**Task directions**:
Reproduce word for word the lines of the material below, starting at the line that contains "Expected behaviour: the pointer indicates one point on the rocky" and continuing through the final line.

**Input rows**:
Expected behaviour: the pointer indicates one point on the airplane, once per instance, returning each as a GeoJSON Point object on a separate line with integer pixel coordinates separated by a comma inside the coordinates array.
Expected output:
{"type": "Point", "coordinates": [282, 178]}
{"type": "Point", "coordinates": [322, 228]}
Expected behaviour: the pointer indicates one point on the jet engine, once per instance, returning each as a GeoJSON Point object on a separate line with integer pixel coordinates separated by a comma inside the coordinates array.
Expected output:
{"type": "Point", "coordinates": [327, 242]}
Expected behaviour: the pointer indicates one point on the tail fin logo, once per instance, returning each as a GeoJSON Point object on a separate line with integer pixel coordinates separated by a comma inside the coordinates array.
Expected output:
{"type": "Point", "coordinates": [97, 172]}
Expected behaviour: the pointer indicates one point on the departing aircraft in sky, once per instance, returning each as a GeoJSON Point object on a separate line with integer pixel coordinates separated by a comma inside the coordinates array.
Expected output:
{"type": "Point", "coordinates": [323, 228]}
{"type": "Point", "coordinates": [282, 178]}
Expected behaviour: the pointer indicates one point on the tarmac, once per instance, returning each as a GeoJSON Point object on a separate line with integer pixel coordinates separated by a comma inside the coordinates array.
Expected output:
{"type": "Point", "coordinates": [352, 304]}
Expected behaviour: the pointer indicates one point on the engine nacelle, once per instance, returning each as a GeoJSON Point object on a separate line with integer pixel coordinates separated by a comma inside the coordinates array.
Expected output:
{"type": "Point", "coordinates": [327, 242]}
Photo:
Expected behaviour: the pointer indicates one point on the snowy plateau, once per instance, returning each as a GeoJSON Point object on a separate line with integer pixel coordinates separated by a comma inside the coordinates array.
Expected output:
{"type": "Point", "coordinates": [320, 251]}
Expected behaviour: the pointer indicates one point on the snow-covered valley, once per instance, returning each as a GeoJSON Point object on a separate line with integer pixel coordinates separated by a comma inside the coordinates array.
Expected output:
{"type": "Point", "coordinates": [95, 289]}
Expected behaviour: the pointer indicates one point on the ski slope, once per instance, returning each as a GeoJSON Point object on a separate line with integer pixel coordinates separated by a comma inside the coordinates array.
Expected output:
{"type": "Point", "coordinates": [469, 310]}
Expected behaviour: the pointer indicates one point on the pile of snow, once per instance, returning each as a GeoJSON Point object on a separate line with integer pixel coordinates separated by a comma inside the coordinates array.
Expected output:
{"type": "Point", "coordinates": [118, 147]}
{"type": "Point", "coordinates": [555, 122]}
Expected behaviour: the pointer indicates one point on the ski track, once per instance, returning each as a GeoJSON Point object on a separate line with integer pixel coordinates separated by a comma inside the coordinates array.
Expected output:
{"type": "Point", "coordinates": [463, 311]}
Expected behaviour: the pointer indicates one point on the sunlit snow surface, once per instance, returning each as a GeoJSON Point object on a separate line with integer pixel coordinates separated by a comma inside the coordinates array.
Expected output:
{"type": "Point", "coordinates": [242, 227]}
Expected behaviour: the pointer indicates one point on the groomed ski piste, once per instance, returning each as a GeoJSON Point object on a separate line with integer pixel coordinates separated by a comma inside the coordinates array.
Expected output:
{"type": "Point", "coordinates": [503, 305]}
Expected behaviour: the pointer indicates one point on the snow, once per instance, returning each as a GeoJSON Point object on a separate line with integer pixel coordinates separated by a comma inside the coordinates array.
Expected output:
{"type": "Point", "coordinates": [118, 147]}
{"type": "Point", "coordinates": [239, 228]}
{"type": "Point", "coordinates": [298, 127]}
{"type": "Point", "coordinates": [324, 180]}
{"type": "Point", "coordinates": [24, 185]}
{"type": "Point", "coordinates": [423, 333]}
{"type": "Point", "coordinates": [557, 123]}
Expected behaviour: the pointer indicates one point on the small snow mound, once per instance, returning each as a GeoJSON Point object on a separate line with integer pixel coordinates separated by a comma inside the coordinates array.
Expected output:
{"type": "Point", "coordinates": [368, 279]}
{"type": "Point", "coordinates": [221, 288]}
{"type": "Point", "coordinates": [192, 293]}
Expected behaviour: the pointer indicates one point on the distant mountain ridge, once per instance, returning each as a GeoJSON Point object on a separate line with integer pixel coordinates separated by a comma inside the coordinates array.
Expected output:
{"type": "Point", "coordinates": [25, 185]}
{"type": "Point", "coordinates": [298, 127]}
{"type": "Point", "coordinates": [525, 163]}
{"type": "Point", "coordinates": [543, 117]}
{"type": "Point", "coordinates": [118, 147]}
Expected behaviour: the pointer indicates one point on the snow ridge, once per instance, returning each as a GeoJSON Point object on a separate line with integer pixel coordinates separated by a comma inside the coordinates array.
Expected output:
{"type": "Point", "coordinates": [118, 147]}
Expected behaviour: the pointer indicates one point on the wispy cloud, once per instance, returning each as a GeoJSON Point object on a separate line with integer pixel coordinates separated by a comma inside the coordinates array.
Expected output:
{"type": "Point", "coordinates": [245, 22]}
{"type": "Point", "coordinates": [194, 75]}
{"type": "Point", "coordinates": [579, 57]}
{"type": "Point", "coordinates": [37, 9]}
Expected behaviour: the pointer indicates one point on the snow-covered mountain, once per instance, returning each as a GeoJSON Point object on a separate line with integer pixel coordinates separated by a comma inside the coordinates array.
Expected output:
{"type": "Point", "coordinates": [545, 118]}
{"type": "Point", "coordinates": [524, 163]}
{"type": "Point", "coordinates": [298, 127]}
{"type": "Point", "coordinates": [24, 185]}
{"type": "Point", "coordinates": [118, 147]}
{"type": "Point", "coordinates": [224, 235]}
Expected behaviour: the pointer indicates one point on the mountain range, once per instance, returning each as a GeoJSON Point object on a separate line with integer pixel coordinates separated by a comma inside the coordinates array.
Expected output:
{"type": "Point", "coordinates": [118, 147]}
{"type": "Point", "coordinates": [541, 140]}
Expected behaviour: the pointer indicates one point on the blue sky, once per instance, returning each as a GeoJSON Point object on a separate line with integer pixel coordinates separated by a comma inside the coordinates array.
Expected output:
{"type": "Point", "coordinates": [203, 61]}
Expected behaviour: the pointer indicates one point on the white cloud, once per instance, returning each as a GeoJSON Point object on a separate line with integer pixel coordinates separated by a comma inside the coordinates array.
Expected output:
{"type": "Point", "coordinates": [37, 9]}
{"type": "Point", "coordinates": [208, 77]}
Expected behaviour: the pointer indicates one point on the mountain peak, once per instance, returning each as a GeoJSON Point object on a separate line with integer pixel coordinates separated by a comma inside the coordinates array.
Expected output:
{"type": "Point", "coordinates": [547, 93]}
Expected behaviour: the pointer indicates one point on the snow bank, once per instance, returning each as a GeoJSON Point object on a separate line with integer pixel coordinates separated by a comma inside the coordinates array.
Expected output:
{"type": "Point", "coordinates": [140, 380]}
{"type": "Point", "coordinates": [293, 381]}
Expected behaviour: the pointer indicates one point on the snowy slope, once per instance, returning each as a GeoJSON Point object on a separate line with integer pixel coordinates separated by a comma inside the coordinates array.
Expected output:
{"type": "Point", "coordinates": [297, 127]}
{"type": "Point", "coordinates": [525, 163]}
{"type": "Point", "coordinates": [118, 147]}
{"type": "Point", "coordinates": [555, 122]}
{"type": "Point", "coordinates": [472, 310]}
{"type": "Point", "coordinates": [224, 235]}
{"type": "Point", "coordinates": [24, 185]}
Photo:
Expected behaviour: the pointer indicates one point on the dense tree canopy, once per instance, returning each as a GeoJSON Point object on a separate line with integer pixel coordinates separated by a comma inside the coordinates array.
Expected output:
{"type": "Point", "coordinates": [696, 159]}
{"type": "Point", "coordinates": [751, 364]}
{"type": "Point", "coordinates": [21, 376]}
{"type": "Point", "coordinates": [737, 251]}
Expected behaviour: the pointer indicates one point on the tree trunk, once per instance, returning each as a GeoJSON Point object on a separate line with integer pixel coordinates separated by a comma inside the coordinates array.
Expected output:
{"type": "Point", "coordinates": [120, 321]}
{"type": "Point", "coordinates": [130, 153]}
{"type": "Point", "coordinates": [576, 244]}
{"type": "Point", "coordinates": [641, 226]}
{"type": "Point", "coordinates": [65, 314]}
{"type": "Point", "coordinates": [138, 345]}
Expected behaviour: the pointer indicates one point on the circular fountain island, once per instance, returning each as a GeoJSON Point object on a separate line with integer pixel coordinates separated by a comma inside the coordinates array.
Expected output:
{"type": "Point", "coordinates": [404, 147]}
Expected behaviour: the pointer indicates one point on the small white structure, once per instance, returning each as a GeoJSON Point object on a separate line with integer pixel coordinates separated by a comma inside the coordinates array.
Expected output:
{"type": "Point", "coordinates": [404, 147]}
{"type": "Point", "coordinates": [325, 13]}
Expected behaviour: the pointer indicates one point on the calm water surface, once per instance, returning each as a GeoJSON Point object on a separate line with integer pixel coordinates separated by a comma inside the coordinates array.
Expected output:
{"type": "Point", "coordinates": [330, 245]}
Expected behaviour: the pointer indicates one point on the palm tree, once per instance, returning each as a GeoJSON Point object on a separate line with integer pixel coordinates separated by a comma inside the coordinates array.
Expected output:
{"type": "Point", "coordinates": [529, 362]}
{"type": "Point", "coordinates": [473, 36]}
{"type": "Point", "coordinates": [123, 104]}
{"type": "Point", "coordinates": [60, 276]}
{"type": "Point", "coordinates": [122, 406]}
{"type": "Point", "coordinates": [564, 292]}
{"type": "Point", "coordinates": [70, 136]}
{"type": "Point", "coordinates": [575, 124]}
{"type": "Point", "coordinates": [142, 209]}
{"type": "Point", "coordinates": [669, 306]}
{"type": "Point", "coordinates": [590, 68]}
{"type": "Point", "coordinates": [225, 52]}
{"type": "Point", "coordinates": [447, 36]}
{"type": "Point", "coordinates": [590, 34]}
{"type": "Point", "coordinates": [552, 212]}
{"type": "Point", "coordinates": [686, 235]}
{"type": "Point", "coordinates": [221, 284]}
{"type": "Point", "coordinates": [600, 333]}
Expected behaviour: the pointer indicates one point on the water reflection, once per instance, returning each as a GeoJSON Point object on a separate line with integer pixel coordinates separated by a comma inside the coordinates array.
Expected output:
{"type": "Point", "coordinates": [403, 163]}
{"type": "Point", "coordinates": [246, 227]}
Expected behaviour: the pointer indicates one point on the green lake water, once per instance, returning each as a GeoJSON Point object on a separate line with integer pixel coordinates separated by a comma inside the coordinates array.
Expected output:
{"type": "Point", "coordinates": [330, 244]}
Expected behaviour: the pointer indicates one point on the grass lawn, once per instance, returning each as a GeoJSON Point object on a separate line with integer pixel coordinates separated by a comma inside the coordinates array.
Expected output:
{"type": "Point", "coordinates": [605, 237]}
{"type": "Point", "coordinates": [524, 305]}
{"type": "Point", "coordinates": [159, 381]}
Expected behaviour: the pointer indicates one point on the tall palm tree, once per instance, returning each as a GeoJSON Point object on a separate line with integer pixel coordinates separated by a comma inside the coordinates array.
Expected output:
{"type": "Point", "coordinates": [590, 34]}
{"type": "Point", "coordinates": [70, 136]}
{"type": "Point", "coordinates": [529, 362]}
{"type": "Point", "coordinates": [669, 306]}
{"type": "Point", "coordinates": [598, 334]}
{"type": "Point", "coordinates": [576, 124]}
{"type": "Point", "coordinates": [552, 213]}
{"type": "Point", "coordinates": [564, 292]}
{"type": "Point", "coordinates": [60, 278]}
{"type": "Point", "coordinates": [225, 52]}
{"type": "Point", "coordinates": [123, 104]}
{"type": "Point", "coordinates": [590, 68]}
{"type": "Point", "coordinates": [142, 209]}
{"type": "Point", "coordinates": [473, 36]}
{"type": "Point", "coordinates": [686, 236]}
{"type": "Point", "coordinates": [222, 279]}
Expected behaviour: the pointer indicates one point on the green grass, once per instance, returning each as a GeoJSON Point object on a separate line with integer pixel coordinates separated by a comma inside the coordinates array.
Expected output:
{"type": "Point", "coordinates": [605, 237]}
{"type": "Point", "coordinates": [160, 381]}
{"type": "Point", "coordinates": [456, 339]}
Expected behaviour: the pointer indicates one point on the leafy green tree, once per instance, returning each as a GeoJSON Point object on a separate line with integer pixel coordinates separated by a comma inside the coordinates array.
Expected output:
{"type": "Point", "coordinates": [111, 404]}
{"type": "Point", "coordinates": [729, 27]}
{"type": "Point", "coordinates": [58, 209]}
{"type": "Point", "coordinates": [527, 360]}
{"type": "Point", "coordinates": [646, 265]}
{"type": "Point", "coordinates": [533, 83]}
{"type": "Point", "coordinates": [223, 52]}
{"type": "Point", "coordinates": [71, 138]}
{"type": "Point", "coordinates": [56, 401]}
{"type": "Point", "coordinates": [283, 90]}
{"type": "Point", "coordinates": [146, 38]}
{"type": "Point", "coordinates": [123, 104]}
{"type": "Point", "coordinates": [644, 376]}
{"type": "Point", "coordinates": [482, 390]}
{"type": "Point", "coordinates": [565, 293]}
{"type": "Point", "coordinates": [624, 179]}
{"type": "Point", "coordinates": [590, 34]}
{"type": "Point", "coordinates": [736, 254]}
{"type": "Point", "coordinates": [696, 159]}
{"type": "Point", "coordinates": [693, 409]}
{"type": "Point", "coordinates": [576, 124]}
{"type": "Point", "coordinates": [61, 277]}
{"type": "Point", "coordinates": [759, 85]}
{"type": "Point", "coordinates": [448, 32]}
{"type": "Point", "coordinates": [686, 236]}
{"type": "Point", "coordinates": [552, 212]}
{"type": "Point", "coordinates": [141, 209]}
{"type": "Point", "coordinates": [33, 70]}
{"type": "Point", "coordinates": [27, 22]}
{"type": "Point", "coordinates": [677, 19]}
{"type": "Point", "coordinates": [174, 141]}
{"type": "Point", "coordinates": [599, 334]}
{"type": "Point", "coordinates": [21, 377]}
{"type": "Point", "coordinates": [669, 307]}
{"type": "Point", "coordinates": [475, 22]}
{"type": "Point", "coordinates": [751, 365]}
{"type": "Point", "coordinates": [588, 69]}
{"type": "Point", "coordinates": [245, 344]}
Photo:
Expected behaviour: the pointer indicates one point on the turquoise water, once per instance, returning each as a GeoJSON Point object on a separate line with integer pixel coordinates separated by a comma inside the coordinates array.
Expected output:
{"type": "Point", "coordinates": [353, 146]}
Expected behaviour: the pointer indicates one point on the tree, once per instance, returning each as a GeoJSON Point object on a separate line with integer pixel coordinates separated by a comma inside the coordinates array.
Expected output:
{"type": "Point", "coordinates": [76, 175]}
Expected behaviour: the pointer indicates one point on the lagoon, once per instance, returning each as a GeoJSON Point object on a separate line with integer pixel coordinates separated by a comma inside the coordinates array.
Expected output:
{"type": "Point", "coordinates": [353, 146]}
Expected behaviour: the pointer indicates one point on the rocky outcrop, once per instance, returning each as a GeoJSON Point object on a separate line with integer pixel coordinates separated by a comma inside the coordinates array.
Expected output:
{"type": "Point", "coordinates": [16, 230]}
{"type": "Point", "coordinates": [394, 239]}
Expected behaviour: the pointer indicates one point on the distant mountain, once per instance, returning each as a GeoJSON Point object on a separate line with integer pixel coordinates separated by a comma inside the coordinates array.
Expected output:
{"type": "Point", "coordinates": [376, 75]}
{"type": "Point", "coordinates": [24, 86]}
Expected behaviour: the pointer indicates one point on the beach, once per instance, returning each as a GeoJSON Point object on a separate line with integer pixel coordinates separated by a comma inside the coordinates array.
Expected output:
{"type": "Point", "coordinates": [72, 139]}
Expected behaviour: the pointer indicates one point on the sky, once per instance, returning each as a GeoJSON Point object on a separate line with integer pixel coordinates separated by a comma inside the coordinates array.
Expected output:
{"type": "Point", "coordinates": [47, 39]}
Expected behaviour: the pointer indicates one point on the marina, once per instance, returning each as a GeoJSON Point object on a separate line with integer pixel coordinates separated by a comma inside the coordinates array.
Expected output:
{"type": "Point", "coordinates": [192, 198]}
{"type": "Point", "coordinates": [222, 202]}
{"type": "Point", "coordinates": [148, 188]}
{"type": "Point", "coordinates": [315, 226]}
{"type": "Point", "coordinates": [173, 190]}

**Answer for the task**:
Expected behaviour: the pointer indicates one point on the rocky outcrop, once per instance, returning each as a GeoJSON Point object on a separate line with integer pixel coordinates separated by a comma inside the coordinates array.
Expected output:
{"type": "Point", "coordinates": [16, 230]}
{"type": "Point", "coordinates": [394, 239]}
Expected behaviour: the pointer indicates one point on the distant mountain, once per instance, returning each as a GeoJSON Point object on a separate line with integer pixel coordinates separated by a comma inside the coordinates array.
Expected output:
{"type": "Point", "coordinates": [376, 75]}
{"type": "Point", "coordinates": [24, 86]}
Expected behaviour: the pointer indicates one point on the beach, once per instance, returning each as a GeoJSON Point object on a separate line with integer pixel coordinates separated by a comma inside the coordinates array.
Expected output:
{"type": "Point", "coordinates": [72, 139]}
Expected behaviour: the pointer indicates one point on the sky, once per instance, returning each as a GeoJSON Point object on a separate line with integer pixel coordinates separated by a comma inside the coordinates array.
Expected output:
{"type": "Point", "coordinates": [47, 39]}
Expected behaviour: the pointer indicates one point on the marina, once per instance, returning each as a GeoJSON Point object on a separate line with integer pixel coordinates separated by a comma inside the coordinates array.
Expected output:
{"type": "Point", "coordinates": [192, 198]}
{"type": "Point", "coordinates": [222, 202]}
{"type": "Point", "coordinates": [148, 188]}
{"type": "Point", "coordinates": [315, 226]}
{"type": "Point", "coordinates": [173, 190]}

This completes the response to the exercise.